---- Testo fornito

Cec: diritti negati, senza la pace
09 marzo 2017
Olav FykseTveit è intervenuto a un evento collaterale alla 34° sessione del Consiglio dei diritti umani delle Nazioni Unite a Ginevra
Il segretario generale del Consiglio ecumenico delle chiese (Cec), Olav Fykse Tveit, è intervenuto in qualità di relatore in occasione di un evento collaterale alla 34° sessione del Consiglio dei diritti umani delle Nazioni Unite (a Ginevra), lo scorso 7 marzo.
Tra i relatori anche il metropolita Hilarion, presidente del Dipartimento delle relazioni esterne della Chiesa ortodossa russa, che ha parlato di «Rispetto reciproco e coesistenza pacifica come condizione essenziale e premessa basilare per il dialogo interreligioso e la pace».

--------
---- Materiale raccolto

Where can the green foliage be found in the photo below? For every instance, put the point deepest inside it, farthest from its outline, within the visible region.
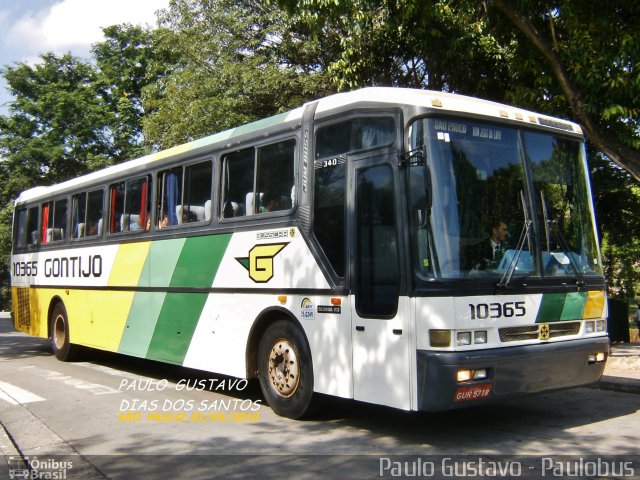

--------

> Consegna 1: Riscrivi il passo del testo fornito che comincia con "Cec: diritti negati, senza" e prosegue fino a "scorso 7 marzo.", mettendo "Svizzera" al posto di "Ginevra".
> Consegna 2: Secondo il testo fornito, chi è il presidente del Dipartimento delle relazioni esterne della Chiesa ortodossa russa?
> Consegna 3: Riassumi in forma più breve il paragrafo del testo fornito che inizia con "Il segretario generale del Consiglio ecumenico", mantenendone i fatti principali.

> Soluzione scritta 1:
Cec: diritti negati, senza la pace
09 marzo 2017
Olav FykseTveit è intervenuto a un evento collaterale alla 34° sessione del Consiglio dei diritti umani delle Nazioni Unite a Svizzera
Il segretario generale del Consiglio ecumenico delle chiese (Cec), Olav Fykse Tveit, è intervenuto in qualità di relatore in occasione di un evento collaterale alla 34° sessione del Consiglio dei diritti umani delle Nazioni Unite (a Svizzera), lo scorso 7 marzo.

> Soluzione scritta 2: Il metropolita Hilarion.

> Soluzione scritta 3: Il 7 marzo Olav Fykse Tveit, segretario generale del Consiglio ecumenico delle chiese (Cec), è stato relatore a un evento collaterale alla 34° sessione del Consiglio dei diritti umani delle Nazioni Unite a Ginevra.